* _Your instructions_: Would you retype every entry that follows without altering a word?

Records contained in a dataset
=== Section Start ===

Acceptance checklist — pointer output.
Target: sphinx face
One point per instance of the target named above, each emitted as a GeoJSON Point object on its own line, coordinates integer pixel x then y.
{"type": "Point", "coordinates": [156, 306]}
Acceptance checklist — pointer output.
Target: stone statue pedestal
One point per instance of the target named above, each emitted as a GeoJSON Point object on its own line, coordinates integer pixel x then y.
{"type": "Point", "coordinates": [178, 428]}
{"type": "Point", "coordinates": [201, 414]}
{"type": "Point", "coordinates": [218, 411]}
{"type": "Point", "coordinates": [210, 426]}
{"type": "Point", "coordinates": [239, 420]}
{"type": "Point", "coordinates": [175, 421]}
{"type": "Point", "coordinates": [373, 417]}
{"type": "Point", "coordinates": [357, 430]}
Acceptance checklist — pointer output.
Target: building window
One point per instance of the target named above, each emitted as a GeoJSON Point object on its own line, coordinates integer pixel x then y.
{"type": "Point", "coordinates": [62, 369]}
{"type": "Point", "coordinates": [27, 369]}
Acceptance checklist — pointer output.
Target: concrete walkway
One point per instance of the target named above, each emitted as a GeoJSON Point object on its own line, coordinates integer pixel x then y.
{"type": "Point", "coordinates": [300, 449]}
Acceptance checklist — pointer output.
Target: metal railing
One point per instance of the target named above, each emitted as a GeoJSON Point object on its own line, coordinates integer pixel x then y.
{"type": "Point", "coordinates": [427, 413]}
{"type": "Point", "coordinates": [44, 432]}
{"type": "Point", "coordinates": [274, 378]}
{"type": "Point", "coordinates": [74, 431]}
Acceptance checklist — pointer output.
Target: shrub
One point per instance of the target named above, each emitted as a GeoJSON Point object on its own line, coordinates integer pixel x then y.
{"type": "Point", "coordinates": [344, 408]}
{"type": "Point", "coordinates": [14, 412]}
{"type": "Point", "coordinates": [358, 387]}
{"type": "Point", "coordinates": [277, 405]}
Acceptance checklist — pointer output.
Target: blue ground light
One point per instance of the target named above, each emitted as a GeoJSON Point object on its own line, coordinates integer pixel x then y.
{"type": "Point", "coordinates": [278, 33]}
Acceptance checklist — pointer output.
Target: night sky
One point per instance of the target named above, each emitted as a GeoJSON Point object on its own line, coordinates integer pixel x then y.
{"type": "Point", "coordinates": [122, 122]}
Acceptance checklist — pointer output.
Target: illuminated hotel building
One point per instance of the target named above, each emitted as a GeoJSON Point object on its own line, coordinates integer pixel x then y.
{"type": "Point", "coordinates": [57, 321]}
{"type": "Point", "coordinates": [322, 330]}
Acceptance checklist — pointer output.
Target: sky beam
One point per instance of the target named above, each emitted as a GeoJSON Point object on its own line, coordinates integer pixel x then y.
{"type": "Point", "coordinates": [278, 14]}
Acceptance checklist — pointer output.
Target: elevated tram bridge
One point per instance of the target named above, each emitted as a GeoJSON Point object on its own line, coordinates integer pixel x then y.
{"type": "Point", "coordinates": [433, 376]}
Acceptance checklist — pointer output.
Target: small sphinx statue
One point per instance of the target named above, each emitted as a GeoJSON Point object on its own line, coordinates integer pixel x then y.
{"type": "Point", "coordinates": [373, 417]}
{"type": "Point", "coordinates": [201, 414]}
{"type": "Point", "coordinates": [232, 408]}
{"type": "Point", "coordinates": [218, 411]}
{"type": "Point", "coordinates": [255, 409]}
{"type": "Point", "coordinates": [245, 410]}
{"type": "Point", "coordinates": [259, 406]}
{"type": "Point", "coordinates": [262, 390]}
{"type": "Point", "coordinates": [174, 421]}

=== Section End ===

* _Solution_:
Acceptance checklist — pointer output.
Target: sphinx face
One point per instance of the target named above, each emitted as a GeoJSON Point object on its own line, coordinates integer pixel x then y.
{"type": "Point", "coordinates": [156, 306]}
Acceptance checklist — pointer output.
Target: stone statue pedestal
One point per instance of the target named above, each emitted as a GeoJSON Point object on its own line, coordinates integer pixel x then y.
{"type": "Point", "coordinates": [178, 428]}
{"type": "Point", "coordinates": [201, 414]}
{"type": "Point", "coordinates": [218, 411]}
{"type": "Point", "coordinates": [210, 426]}
{"type": "Point", "coordinates": [239, 420]}
{"type": "Point", "coordinates": [175, 421]}
{"type": "Point", "coordinates": [373, 417]}
{"type": "Point", "coordinates": [357, 430]}
Acceptance checklist — pointer output.
Target: building window
One point per instance of the target named above, each emitted as a GeoJSON Point object on its own line, coordinates integer pixel x then y.
{"type": "Point", "coordinates": [62, 369]}
{"type": "Point", "coordinates": [27, 369]}
Acceptance checklist — pointer output.
Target: concrete walkway
One point per instance of the target named above, each emitted as a GeoJSON Point object on its own line, coordinates integer pixel x then y.
{"type": "Point", "coordinates": [300, 449]}
Acceptance checklist — pointer output.
Target: metal railing
One point per instance of the target named above, each emitted as a GeoJSON Point object on its own line, coordinates integer pixel x then y.
{"type": "Point", "coordinates": [427, 413]}
{"type": "Point", "coordinates": [44, 432]}
{"type": "Point", "coordinates": [274, 378]}
{"type": "Point", "coordinates": [74, 431]}
Acceptance checklist — pointer output.
Target: shrub
One point per instance of the target named above, each emitted as a GeoJSON Point object on its own line, coordinates integer pixel x then y.
{"type": "Point", "coordinates": [344, 408]}
{"type": "Point", "coordinates": [14, 412]}
{"type": "Point", "coordinates": [358, 387]}
{"type": "Point", "coordinates": [277, 405]}
Acceptance checklist — pointer output.
Target: blue ground light
One point per instance of the target named above, each emitted as a GeoJSON Point object on its own line, coordinates integer pixel x then y.
{"type": "Point", "coordinates": [278, 33]}
Acceptance checklist — pointer output.
Target: night sky
One point per instance of the target named above, each emitted as a GeoJSON Point object on its own line, coordinates integer pixel x then y.
{"type": "Point", "coordinates": [122, 122]}
Acceptance checklist — pointer output.
Target: illuminated hotel building
One point per instance of the target named above, each emitted as a GeoJSON Point object on its own line, coordinates integer pixel x then y.
{"type": "Point", "coordinates": [57, 321]}
{"type": "Point", "coordinates": [322, 330]}
Acceptance checklist — pointer output.
Target: sky beam
One point per instance of the target named above, each emitted as a GeoJSON Point object on its own line, coordinates integer pixel x then y.
{"type": "Point", "coordinates": [278, 14]}
Acceptance checklist — pointer output.
Target: elevated tram bridge
One point per instance of the target named above, each emitted as a GeoJSON Point object on its own line, coordinates integer pixel x then y.
{"type": "Point", "coordinates": [433, 376]}
Acceptance checklist — pointer output.
Target: small sphinx statue
One point per instance of the target named above, each emitted as a GeoJSON Point object on its own line, coordinates integer pixel x then y.
{"type": "Point", "coordinates": [373, 417]}
{"type": "Point", "coordinates": [201, 414]}
{"type": "Point", "coordinates": [232, 408]}
{"type": "Point", "coordinates": [218, 411]}
{"type": "Point", "coordinates": [255, 409]}
{"type": "Point", "coordinates": [245, 410]}
{"type": "Point", "coordinates": [259, 406]}
{"type": "Point", "coordinates": [262, 390]}
{"type": "Point", "coordinates": [174, 421]}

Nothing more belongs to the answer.